• Instructions to follow:
Can you print everything from the first of the lines below down to the line containing "93 118 L 94", both included, word for word and with the pictures left out?

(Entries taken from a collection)
☆ ☆ ☆ ☆ ☆

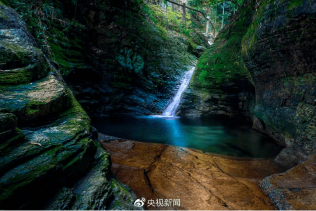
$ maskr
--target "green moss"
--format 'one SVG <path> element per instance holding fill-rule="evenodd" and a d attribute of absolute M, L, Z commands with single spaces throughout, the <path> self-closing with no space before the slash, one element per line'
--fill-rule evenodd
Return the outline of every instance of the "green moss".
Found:
<path fill-rule="evenodd" d="M 243 9 L 239 19 L 222 31 L 201 56 L 192 78 L 194 85 L 209 87 L 243 78 L 251 80 L 241 57 L 242 40 L 253 15 L 250 7 Z"/>
<path fill-rule="evenodd" d="M 23 132 L 20 128 L 16 128 L 14 136 L 0 144 L 1 155 L 6 156 L 15 146 L 24 141 L 25 141 L 25 137 Z"/>
<path fill-rule="evenodd" d="M 291 11 L 294 8 L 302 5 L 302 4 L 304 2 L 304 0 L 296 0 L 289 1 L 287 3 L 287 7 L 288 9 Z"/>

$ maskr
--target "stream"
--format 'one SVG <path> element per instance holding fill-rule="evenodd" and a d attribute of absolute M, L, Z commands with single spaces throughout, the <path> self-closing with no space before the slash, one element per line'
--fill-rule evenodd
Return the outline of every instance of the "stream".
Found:
<path fill-rule="evenodd" d="M 93 118 L 94 126 L 101 133 L 138 141 L 239 157 L 276 156 L 282 148 L 253 130 L 250 125 L 232 120 L 175 116 L 181 95 L 194 70 L 192 68 L 186 73 L 179 90 L 161 115 Z"/>

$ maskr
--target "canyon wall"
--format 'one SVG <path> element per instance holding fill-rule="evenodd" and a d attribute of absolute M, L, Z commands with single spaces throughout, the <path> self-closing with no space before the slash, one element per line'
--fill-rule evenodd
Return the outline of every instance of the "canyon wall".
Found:
<path fill-rule="evenodd" d="M 294 166 L 316 154 L 316 2 L 262 1 L 243 39 L 256 89 L 253 127 Z"/>
<path fill-rule="evenodd" d="M 314 1 L 246 1 L 199 60 L 181 115 L 241 114 L 294 166 L 316 153 Z M 195 103 L 190 103 L 193 101 Z"/>
<path fill-rule="evenodd" d="M 0 209 L 134 208 L 90 118 L 1 2 L 0 44 Z"/>
<path fill-rule="evenodd" d="M 54 36 L 48 41 L 65 80 L 88 114 L 161 112 L 188 66 L 196 62 L 183 36 L 157 24 L 161 21 L 154 17 L 157 12 L 141 1 L 60 2 L 67 8 L 63 17 L 75 17 L 78 27 L 65 32 L 63 24 L 51 24 Z"/>

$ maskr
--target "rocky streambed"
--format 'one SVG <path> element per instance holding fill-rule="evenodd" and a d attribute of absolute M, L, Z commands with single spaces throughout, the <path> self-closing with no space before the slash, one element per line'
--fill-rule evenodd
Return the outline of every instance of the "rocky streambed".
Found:
<path fill-rule="evenodd" d="M 99 136 L 114 175 L 145 198 L 149 210 L 276 209 L 259 186 L 284 170 L 271 160 Z M 150 199 L 179 199 L 180 206 L 147 206 Z"/>

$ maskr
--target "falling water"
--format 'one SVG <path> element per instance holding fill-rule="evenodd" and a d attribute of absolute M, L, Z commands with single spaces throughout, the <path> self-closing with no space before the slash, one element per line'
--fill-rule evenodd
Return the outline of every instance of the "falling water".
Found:
<path fill-rule="evenodd" d="M 177 111 L 178 107 L 179 107 L 179 104 L 180 103 L 180 100 L 181 100 L 181 95 L 184 90 L 185 90 L 186 87 L 187 87 L 189 85 L 193 72 L 194 71 L 194 69 L 195 67 L 193 67 L 185 74 L 185 75 L 184 76 L 184 79 L 183 79 L 181 83 L 181 86 L 180 86 L 180 88 L 177 92 L 175 96 L 172 99 L 172 102 L 163 111 L 163 113 L 162 113 L 162 116 L 165 117 L 172 117 L 175 116 L 175 112 Z"/>

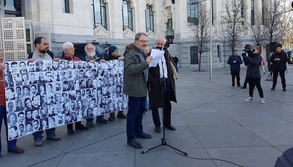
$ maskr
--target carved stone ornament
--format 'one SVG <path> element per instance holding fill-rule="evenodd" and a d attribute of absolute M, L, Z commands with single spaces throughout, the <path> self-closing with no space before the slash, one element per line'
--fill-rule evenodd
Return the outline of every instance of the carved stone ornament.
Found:
<path fill-rule="evenodd" d="M 127 28 L 123 32 L 123 37 L 125 38 L 131 38 L 132 39 L 133 37 L 135 35 L 134 33 L 130 28 Z"/>
<path fill-rule="evenodd" d="M 102 26 L 98 26 L 93 30 L 93 35 L 99 37 L 108 37 L 109 33 Z"/>

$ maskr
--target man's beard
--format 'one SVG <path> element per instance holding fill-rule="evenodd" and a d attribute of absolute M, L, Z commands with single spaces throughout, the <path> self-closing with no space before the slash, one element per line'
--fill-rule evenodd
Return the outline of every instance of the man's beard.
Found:
<path fill-rule="evenodd" d="M 86 54 L 90 57 L 93 57 L 96 56 L 96 52 L 86 52 Z"/>

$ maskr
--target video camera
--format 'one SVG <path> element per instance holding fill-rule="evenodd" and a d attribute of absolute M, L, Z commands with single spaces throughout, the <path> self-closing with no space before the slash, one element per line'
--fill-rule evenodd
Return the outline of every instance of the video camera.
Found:
<path fill-rule="evenodd" d="M 243 57 L 246 57 L 246 53 L 248 54 L 248 56 L 251 56 L 253 54 L 253 52 L 255 51 L 255 50 L 254 48 L 252 47 L 251 45 L 246 45 L 244 47 L 244 50 L 243 50 L 243 51 L 244 51 L 244 53 L 242 53 L 242 56 Z"/>

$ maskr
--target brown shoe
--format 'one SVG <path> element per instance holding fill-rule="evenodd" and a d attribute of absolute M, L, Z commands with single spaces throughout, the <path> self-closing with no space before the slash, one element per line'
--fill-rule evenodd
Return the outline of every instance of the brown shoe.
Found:
<path fill-rule="evenodd" d="M 155 127 L 155 132 L 156 132 L 161 133 L 161 127 L 160 126 L 156 126 Z"/>
<path fill-rule="evenodd" d="M 42 141 L 35 141 L 35 143 L 33 144 L 35 146 L 42 146 L 43 143 Z"/>
<path fill-rule="evenodd" d="M 60 140 L 61 137 L 58 137 L 56 134 L 54 134 L 52 137 L 47 137 L 47 139 L 50 139 L 50 140 Z"/>
<path fill-rule="evenodd" d="M 15 154 L 23 154 L 24 153 L 24 150 L 23 148 L 16 146 L 16 148 L 15 148 L 14 149 L 9 149 L 8 151 L 10 153 L 15 153 Z"/>

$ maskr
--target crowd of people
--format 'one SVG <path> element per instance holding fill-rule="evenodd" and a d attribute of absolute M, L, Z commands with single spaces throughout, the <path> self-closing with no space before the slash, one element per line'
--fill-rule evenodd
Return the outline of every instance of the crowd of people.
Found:
<path fill-rule="evenodd" d="M 277 85 L 277 76 L 280 74 L 281 77 L 282 91 L 286 91 L 286 81 L 285 73 L 287 69 L 287 62 L 288 57 L 286 53 L 282 50 L 282 45 L 277 44 L 275 48 L 276 51 L 271 52 L 269 56 L 268 65 L 269 71 L 272 73 L 272 86 L 270 90 L 275 90 Z M 263 52 L 261 46 L 255 46 L 245 50 L 246 52 L 242 54 L 243 60 L 247 67 L 246 75 L 243 86 L 241 87 L 240 84 L 240 65 L 243 63 L 241 57 L 238 55 L 238 51 L 233 50 L 233 54 L 229 57 L 228 64 L 230 64 L 230 71 L 232 76 L 232 86 L 235 86 L 235 78 L 236 78 L 236 84 L 238 87 L 241 88 L 246 88 L 246 85 L 249 85 L 249 97 L 246 101 L 252 101 L 253 97 L 253 90 L 255 87 L 258 89 L 260 103 L 265 103 L 263 97 L 263 91 L 260 84 L 260 67 L 263 72 L 265 74 L 264 69 L 265 61 L 263 59 Z"/>
<path fill-rule="evenodd" d="M 8 151 L 16 154 L 24 152 L 22 148 L 16 146 L 16 139 L 13 139 L 23 136 L 25 132 L 33 132 L 33 136 L 35 141 L 34 145 L 35 146 L 42 146 L 43 145 L 42 133 L 44 130 L 46 132 L 47 140 L 60 140 L 61 137 L 55 134 L 55 127 L 57 127 L 55 124 L 57 120 L 55 120 L 54 117 L 50 117 L 50 119 L 47 122 L 45 121 L 45 122 L 42 122 L 42 122 L 39 122 L 37 119 L 47 117 L 49 115 L 54 116 L 53 115 L 56 114 L 55 110 L 58 110 L 67 108 L 69 113 L 71 110 L 83 108 L 81 100 L 77 100 L 80 103 L 76 102 L 76 105 L 72 108 L 69 106 L 57 106 L 56 105 L 55 107 L 51 108 L 52 105 L 50 106 L 50 108 L 47 108 L 47 105 L 41 106 L 40 105 L 40 101 L 45 101 L 44 99 L 42 99 L 42 96 L 46 93 L 45 87 L 48 90 L 51 88 L 51 91 L 54 91 L 52 90 L 53 86 L 51 83 L 54 78 L 52 76 L 54 73 L 50 71 L 54 70 L 54 68 L 56 67 L 56 65 L 54 65 L 56 64 L 55 62 L 62 61 L 59 59 L 72 60 L 72 64 L 71 65 L 73 68 L 76 65 L 75 62 L 79 61 L 88 62 L 98 62 L 100 63 L 113 59 L 124 61 L 124 78 L 123 79 L 120 79 L 120 81 L 124 81 L 124 86 L 123 88 L 117 88 L 117 91 L 121 93 L 123 91 L 128 96 L 128 99 L 127 100 L 123 96 L 123 100 L 128 103 L 128 110 L 124 110 L 125 108 L 120 108 L 118 110 L 117 117 L 126 119 L 127 143 L 130 146 L 136 149 L 141 149 L 142 148 L 142 145 L 136 140 L 136 138 L 151 138 L 151 135 L 144 132 L 142 125 L 143 113 L 145 112 L 145 108 L 147 108 L 146 103 L 147 104 L 146 98 L 148 95 L 149 107 L 151 106 L 152 110 L 154 131 L 157 133 L 161 132 L 159 113 L 158 110 L 159 108 L 161 108 L 163 110 L 163 125 L 170 130 L 175 131 L 176 129 L 176 127 L 171 125 L 171 101 L 176 102 L 173 73 L 178 71 L 178 58 L 174 55 L 173 57 L 170 55 L 167 48 L 164 47 L 166 43 L 165 38 L 163 36 L 159 36 L 156 40 L 156 47 L 154 48 L 163 51 L 164 54 L 155 67 L 150 67 L 149 64 L 152 62 L 153 57 L 149 54 L 150 50 L 147 47 L 147 42 L 146 34 L 144 33 L 137 33 L 135 35 L 134 42 L 126 46 L 123 56 L 120 56 L 118 48 L 116 46 L 112 45 L 108 48 L 108 56 L 105 57 L 97 55 L 95 46 L 91 43 L 88 43 L 85 46 L 84 49 L 86 54 L 82 59 L 74 56 L 74 44 L 70 42 L 67 42 L 62 45 L 64 54 L 61 59 L 59 59 L 54 57 L 53 53 L 49 51 L 48 41 L 47 39 L 42 37 L 37 38 L 34 41 L 35 47 L 35 52 L 25 55 L 23 58 L 23 60 L 28 62 L 27 64 L 28 68 L 25 69 L 26 64 L 25 62 L 22 62 L 19 63 L 21 74 L 13 75 L 13 78 L 6 77 L 5 79 L 3 79 L 2 71 L 4 74 L 10 72 L 14 74 L 13 71 L 16 69 L 16 66 L 11 63 L 11 69 L 9 69 L 8 64 L 3 62 L 3 53 L 0 51 L 0 71 L 0 71 L 0 74 L 1 74 L 0 76 L 1 79 L 1 82 L 0 82 L 0 98 L 2 100 L 0 103 L 0 130 L 2 120 L 4 120 L 7 135 L 7 132 L 9 132 L 9 135 L 7 136 Z M 147 48 L 149 48 L 149 52 L 146 52 Z M 39 60 L 52 60 L 52 64 L 50 63 L 43 64 L 45 63 Z M 59 64 L 58 64 L 58 70 L 62 67 L 62 62 L 59 62 Z M 35 67 L 34 67 L 35 64 Z M 172 67 L 176 67 L 172 68 Z M 43 71 L 44 68 L 46 69 L 46 72 L 41 73 L 38 76 L 38 79 L 35 77 L 35 76 L 32 76 L 34 75 L 32 72 L 42 70 Z M 71 72 L 74 73 L 75 71 Z M 80 71 L 80 73 L 81 72 Z M 59 79 L 62 79 L 62 71 L 59 74 Z M 28 78 L 30 79 L 29 81 Z M 34 78 L 35 80 L 33 79 Z M 4 80 L 5 82 L 4 81 Z M 98 79 L 96 80 L 95 82 L 97 84 L 99 81 Z M 110 80 L 110 78 L 109 78 L 109 80 Z M 16 87 L 15 93 L 14 88 L 9 88 L 13 86 L 13 81 L 15 81 L 14 84 L 23 86 Z M 16 82 L 16 81 L 19 81 L 19 83 Z M 111 82 L 111 81 L 108 81 Z M 27 82 L 27 84 L 24 82 Z M 30 87 L 27 88 L 28 91 L 25 91 L 25 88 L 23 84 L 30 85 Z M 83 86 L 82 79 L 77 84 L 71 83 L 70 84 L 72 86 L 80 88 Z M 86 85 L 87 83 L 85 84 Z M 69 86 L 69 84 L 68 84 L 67 86 Z M 57 86 L 54 86 L 54 88 L 58 87 Z M 66 85 L 60 85 L 59 86 L 60 89 L 62 89 L 64 88 Z M 36 90 L 38 91 L 37 91 Z M 31 94 L 33 92 L 35 93 L 33 95 L 33 97 L 32 98 L 25 98 L 26 96 L 28 96 L 28 93 Z M 67 96 L 68 95 L 67 93 L 55 93 L 54 96 L 49 96 L 48 100 L 45 100 L 46 104 L 50 104 L 50 103 L 54 103 L 54 105 L 57 104 L 55 101 L 58 99 L 60 103 L 62 102 L 65 104 L 66 102 L 68 102 Z M 54 100 L 50 100 L 50 97 Z M 24 98 L 23 101 L 19 100 L 22 98 Z M 12 100 L 16 100 L 15 103 L 18 115 L 14 113 L 16 110 L 14 110 L 13 105 L 11 107 L 11 104 L 8 103 L 7 104 L 7 108 L 6 107 L 6 100 L 9 101 Z M 23 104 L 23 102 L 24 104 Z M 93 102 L 92 103 L 96 104 L 96 102 Z M 89 106 L 91 106 L 91 103 L 89 103 Z M 40 108 L 40 111 L 38 110 L 35 111 L 35 106 L 38 106 Z M 119 108 L 119 105 L 113 107 Z M 26 110 L 28 108 L 30 110 Z M 127 112 L 127 115 L 124 112 Z M 89 113 L 92 113 L 90 112 Z M 115 113 L 110 113 L 108 120 L 104 118 L 103 115 L 97 116 L 96 122 L 106 124 L 108 121 L 113 121 L 115 119 Z M 64 119 L 65 123 L 67 124 L 67 134 L 69 135 L 74 134 L 73 123 L 71 122 L 75 122 L 75 129 L 76 130 L 88 130 L 88 128 L 94 127 L 93 115 L 92 115 L 92 117 L 86 119 L 86 125 L 82 125 L 80 121 L 77 121 L 77 119 L 75 121 L 68 121 L 67 119 L 71 119 L 72 115 L 65 115 Z M 8 115 L 8 120 L 7 115 Z M 18 126 L 16 126 L 16 122 L 21 122 L 23 123 L 20 123 Z M 50 122 L 50 128 L 48 127 L 47 122 Z M 54 125 L 53 126 L 52 125 Z M 1 151 L 1 147 L 0 144 L 0 154 Z"/>

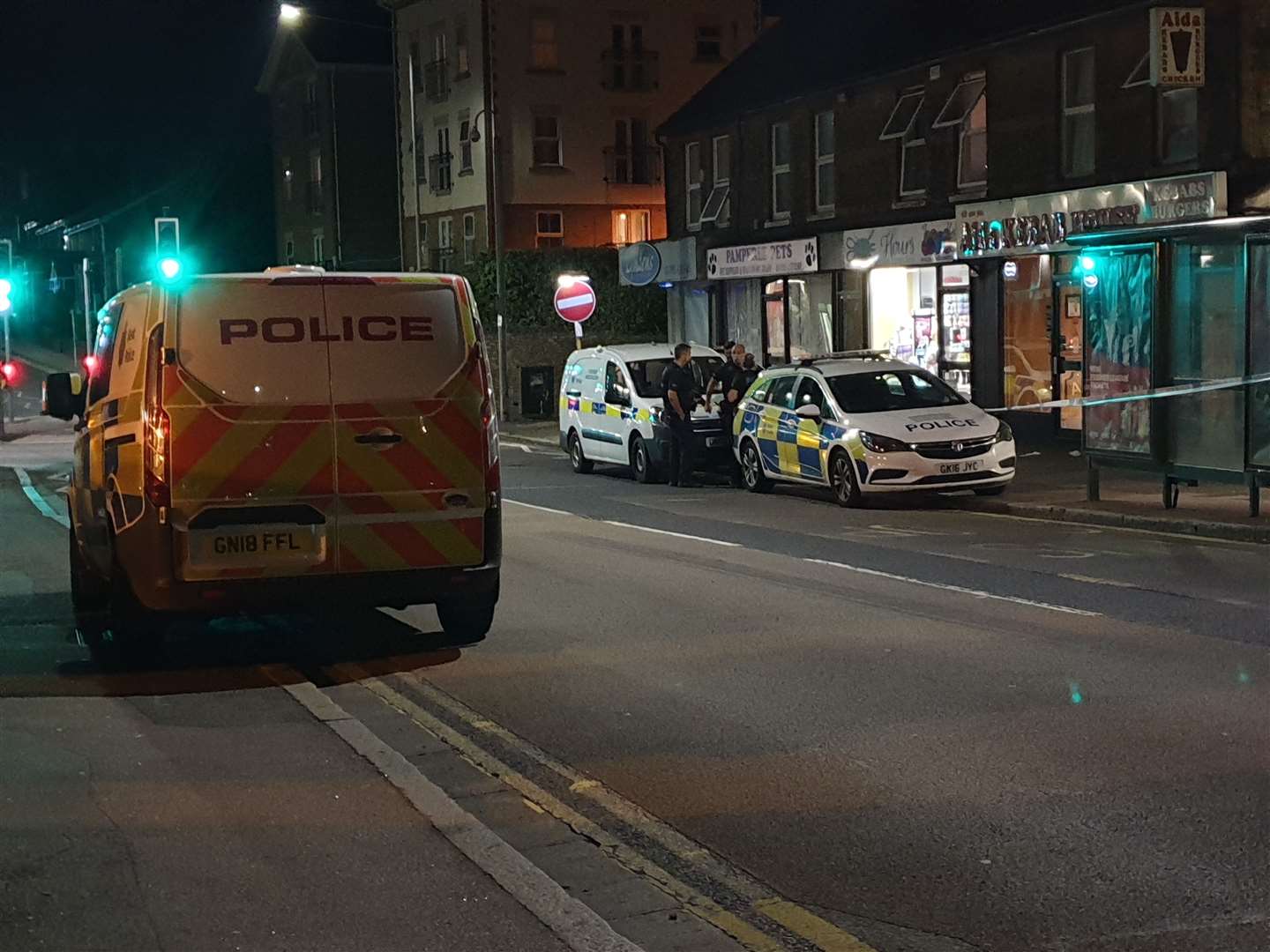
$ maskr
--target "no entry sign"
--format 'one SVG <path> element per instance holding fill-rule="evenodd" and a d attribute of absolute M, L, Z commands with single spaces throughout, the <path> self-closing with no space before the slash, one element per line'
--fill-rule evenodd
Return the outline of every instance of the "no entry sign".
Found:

☆ ☆ ☆ ☆ ☆

• Finished exercise:
$ maskr
--target "green moss"
--format 'one SVG <path> element per instance holding fill-rule="evenodd" and a d attribute of absolute M, L, Z commands with single spaces throughout, the <path> self-closing with no space before the slash, one element per line'
--fill-rule evenodd
Return the outline of every instance of the "green moss".
Found:
<path fill-rule="evenodd" d="M 243 9 L 239 19 L 222 31 L 201 56 L 192 78 L 194 85 L 209 87 L 243 78 L 251 80 L 241 57 L 242 40 L 253 15 L 250 7 Z"/>
<path fill-rule="evenodd" d="M 23 132 L 20 128 L 16 128 L 14 136 L 0 144 L 1 155 L 6 156 L 15 146 L 24 141 L 25 141 L 25 137 Z"/>
<path fill-rule="evenodd" d="M 291 11 L 294 8 L 302 5 L 302 4 L 304 2 L 304 0 L 296 0 L 289 1 L 287 3 L 287 7 L 288 9 Z"/>

$ maskr
--target "stream"
--format 'one SVG <path> element per instance holding fill-rule="evenodd" and a d attribute of absolute M, L, Z commands with single spaces throughout, the <path> self-closing with no space before the slash, one element per line'
--fill-rule evenodd
Return the outline of every instance of the "stream".
Found:
<path fill-rule="evenodd" d="M 93 118 L 94 126 L 101 133 L 138 141 L 239 157 L 276 156 L 282 148 L 253 130 L 250 125 L 232 120 L 175 116 L 181 95 L 194 70 L 192 68 L 186 73 L 179 90 L 161 115 Z"/>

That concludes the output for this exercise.